#### [TO DO]
Copy every line from the line with "Question: Can you identify the pond" through the end of the records, offsetting each bounding box coordinate by 74 and leaving all other text unchanged. Leave the pictures out.

** START **

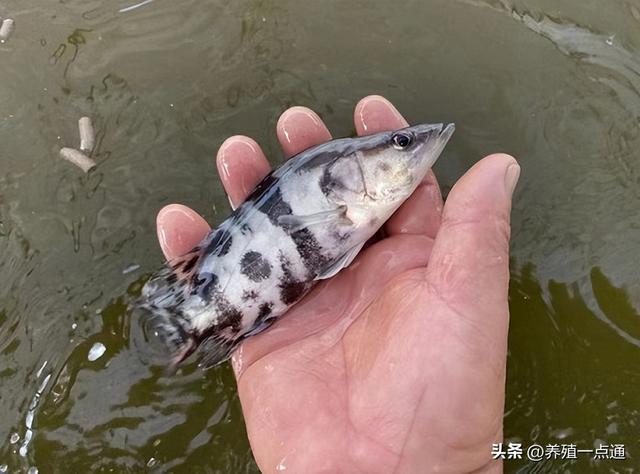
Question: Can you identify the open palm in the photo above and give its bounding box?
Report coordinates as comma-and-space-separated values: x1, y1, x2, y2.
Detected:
158, 96, 519, 473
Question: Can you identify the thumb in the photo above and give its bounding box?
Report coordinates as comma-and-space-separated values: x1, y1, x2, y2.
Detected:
426, 154, 520, 344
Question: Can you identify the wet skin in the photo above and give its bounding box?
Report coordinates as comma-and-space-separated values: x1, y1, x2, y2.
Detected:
157, 96, 520, 473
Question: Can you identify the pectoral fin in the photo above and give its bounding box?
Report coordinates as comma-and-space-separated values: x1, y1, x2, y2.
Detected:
315, 242, 364, 280
278, 206, 349, 232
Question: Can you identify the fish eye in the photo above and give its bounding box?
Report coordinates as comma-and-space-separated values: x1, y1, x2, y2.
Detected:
391, 132, 413, 150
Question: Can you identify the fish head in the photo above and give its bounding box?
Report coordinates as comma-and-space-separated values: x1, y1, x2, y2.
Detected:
356, 124, 454, 205
325, 124, 455, 225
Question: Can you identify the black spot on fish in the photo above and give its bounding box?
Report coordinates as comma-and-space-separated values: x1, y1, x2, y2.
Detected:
291, 229, 329, 271
218, 302, 242, 332
260, 188, 328, 274
182, 255, 198, 273
278, 253, 310, 305
205, 227, 233, 257
280, 281, 307, 304
240, 250, 271, 281
242, 290, 258, 301
192, 273, 218, 301
320, 166, 344, 196
256, 303, 273, 324
240, 222, 253, 235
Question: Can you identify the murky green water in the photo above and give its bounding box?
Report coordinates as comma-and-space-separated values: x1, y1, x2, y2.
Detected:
0, 0, 640, 473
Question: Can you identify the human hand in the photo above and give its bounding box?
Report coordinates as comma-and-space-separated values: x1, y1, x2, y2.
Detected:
157, 96, 520, 473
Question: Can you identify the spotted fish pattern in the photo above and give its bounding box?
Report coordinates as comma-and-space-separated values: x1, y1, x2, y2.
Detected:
140, 124, 454, 366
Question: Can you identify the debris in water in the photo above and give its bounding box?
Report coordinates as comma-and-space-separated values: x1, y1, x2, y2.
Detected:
87, 342, 107, 362
0, 18, 16, 43
60, 148, 96, 173
122, 263, 140, 275
78, 117, 96, 154
118, 0, 153, 13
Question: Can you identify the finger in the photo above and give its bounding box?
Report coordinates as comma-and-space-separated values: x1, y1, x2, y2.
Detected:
385, 171, 443, 239
276, 107, 331, 158
426, 154, 520, 336
216, 135, 271, 208
353, 95, 409, 136
353, 95, 442, 238
156, 204, 210, 260
232, 235, 433, 378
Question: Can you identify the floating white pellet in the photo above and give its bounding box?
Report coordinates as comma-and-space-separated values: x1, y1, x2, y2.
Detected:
78, 117, 96, 153
0, 18, 16, 43
60, 148, 96, 173
87, 342, 107, 362
122, 263, 140, 275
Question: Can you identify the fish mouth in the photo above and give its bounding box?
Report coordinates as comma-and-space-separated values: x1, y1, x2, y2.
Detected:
407, 123, 456, 150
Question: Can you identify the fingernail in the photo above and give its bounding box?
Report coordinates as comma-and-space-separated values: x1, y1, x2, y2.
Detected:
156, 205, 194, 254
504, 163, 520, 195
359, 95, 408, 133
278, 107, 326, 143
216, 135, 259, 178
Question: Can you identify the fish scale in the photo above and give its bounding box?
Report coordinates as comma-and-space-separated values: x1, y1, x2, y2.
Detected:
139, 124, 454, 366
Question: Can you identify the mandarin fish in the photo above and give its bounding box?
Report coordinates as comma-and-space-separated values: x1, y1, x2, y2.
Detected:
140, 124, 454, 367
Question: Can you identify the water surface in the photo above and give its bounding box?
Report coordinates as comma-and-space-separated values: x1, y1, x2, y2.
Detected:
0, 0, 640, 473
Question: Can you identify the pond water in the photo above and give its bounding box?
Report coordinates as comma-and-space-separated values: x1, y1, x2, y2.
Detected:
0, 0, 640, 473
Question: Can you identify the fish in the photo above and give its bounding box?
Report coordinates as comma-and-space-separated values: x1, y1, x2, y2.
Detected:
138, 124, 455, 368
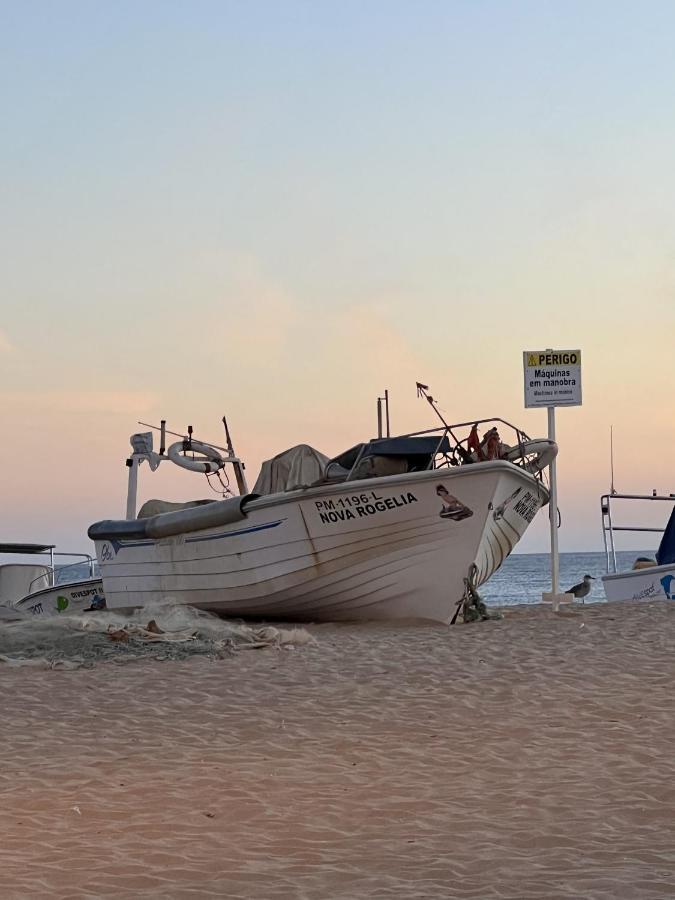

** END **

#### [CORRECT RESPONSE]
Question: Can you identify the pond water in the photo above and give its bounding box?
Report coordinates as comma-and-space-separated values: x1, y1, x2, y2.
Detected:
74, 74, 714, 547
Question: Can you identify the fish in the photo above and give its bounding box?
Report coordinates as comma-and-space-separated values: x1, y1, x2, y2.
Detected:
212, 198, 529, 442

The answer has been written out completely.